Rewrite each of the entries below with "confirm the presence of" changed to "check for", keeping every other word as it is.

━━━━━━━━━━

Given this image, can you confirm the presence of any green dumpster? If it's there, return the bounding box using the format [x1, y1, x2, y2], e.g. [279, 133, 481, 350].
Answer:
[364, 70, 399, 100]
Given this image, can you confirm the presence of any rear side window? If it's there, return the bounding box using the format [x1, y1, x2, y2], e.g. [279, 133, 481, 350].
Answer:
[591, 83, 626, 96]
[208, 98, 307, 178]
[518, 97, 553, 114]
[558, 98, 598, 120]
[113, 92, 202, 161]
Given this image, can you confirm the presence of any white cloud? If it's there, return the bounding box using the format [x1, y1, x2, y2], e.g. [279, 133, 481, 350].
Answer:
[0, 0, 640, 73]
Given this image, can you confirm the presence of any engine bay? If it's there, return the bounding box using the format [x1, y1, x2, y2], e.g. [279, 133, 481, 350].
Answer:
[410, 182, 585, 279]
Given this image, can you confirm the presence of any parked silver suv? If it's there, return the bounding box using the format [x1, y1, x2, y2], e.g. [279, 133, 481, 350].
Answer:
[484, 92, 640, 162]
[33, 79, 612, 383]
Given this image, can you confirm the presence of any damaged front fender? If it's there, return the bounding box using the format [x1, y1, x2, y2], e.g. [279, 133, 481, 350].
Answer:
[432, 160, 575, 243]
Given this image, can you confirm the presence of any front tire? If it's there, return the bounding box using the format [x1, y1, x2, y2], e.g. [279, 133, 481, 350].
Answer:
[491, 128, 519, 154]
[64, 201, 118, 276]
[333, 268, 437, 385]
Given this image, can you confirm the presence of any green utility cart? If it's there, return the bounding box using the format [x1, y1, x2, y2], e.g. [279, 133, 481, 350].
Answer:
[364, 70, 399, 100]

━━━━━━━━━━

Exercise output
Given this image, can you check for any green dumpster? If it's there, return the bounding box using the format [x1, y1, x2, y2], e.g. [279, 133, 481, 350].
Answer:
[364, 70, 399, 100]
Given this image, can you check for any rear side window? If it's there, return the bounding box using the format [x1, y1, x2, y2], e.g. [279, 133, 481, 350].
Answer:
[591, 83, 626, 96]
[208, 98, 307, 178]
[518, 97, 553, 114]
[558, 98, 598, 120]
[113, 92, 202, 161]
Given this image, can you check for any white cloud? If it's there, return the bounding box using the format [x1, y1, x2, y2], e.g. [279, 133, 481, 350].
Answer:
[0, 0, 640, 73]
Given this image, can you check for any engine bay? If it's there, return the bounding box using the format [x1, y1, x2, y2], e.g. [279, 133, 481, 350].
Answer:
[410, 182, 585, 279]
Given this image, can you check for any parked silver suv? If it's there, return the bounding box using the format [x1, y1, x2, y2], e.g. [279, 133, 481, 350].
Answer:
[484, 92, 640, 162]
[33, 79, 612, 383]
Given this image, can you check for any damaged front fender? If it's there, return the bounding box using the format [x1, y1, x2, y2], e.g. [279, 133, 481, 350].
Answer:
[432, 160, 575, 243]
Given this image, can you check for any front tire? If it's there, return the bounding box using the format [x1, y1, x2, y2], e.g. [279, 133, 481, 350].
Answer:
[491, 128, 519, 154]
[64, 201, 118, 276]
[333, 268, 437, 385]
Given this image, can you check for any green utility cart? If it's there, return the bounding box using the format [x1, y1, x2, y2], e.g. [279, 133, 481, 350].
Answer:
[364, 70, 399, 100]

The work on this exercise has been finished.